## start Supplied data

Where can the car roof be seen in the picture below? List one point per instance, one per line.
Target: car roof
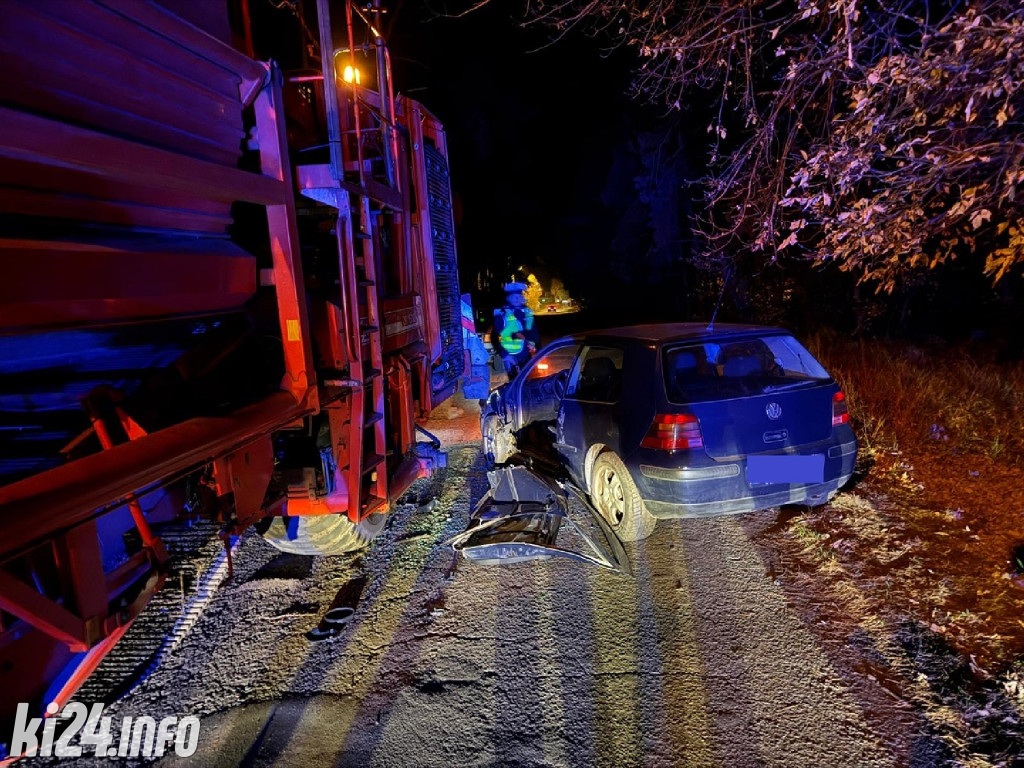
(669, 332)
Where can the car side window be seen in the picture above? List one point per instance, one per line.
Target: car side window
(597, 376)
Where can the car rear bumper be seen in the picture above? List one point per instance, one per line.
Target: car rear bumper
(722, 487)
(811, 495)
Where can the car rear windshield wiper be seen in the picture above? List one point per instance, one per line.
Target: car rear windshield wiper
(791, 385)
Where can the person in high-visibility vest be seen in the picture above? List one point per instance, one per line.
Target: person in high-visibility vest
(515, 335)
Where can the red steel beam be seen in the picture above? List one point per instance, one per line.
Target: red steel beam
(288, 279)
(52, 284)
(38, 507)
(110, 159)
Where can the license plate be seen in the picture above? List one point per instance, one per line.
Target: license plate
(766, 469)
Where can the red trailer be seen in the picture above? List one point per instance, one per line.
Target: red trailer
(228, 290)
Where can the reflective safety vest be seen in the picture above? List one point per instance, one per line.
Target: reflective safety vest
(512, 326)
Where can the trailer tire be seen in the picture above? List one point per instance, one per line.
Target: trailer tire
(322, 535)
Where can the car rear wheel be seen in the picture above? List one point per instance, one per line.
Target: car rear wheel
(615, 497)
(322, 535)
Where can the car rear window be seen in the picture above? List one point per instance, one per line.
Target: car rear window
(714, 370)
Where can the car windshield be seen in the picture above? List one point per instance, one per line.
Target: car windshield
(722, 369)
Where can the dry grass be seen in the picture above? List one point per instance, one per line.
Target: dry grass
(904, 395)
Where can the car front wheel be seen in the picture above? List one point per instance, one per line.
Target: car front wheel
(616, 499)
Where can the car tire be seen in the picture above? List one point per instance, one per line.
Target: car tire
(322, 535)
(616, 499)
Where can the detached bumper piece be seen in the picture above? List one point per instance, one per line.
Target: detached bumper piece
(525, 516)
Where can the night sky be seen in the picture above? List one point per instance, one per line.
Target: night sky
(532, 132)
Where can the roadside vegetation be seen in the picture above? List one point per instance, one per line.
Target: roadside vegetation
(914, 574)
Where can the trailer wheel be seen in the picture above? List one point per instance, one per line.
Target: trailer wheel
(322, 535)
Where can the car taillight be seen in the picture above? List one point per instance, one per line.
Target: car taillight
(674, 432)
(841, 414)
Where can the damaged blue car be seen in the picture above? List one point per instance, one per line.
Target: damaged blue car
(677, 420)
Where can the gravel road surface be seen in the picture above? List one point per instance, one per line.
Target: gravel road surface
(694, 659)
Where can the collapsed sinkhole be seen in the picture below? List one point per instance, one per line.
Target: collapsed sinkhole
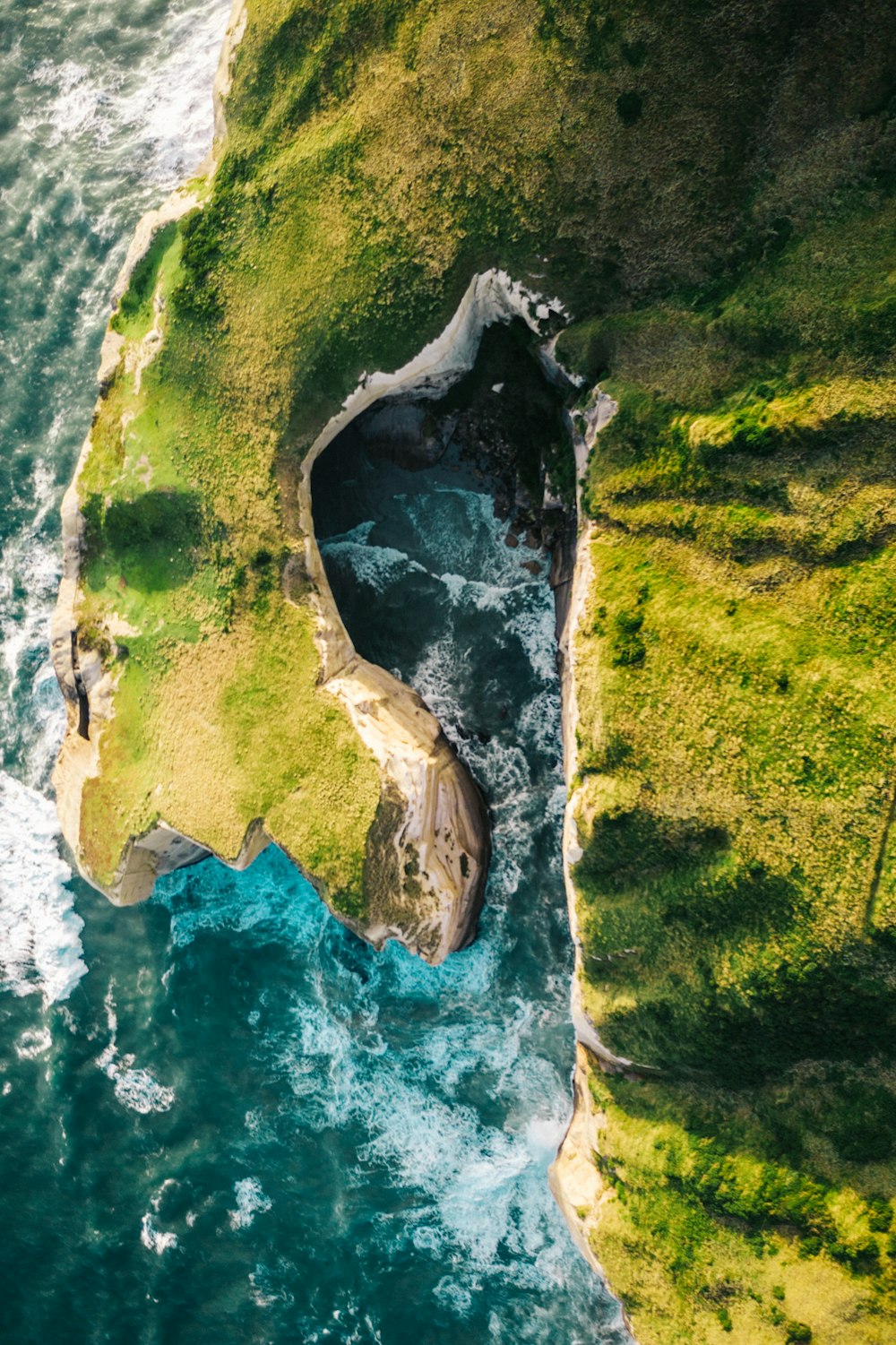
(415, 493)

## end Supplied data

Revise the records from the line that has "Where can the gravel" through the end of the records, putting "road sinkhole" wherever "collapsed sinkhole" appears and keeping everything else unchanged. Leave the pictures out of your answer.

**Output for this task:**
Where can the gravel road surface be seen in the picture above? List one point per instance, one per line.
Target: gravel road surface
(694, 659)
Where can the road sinkhole be seen in the picture below? List one point per instance, one per line.
Target: road sinkhole
(415, 493)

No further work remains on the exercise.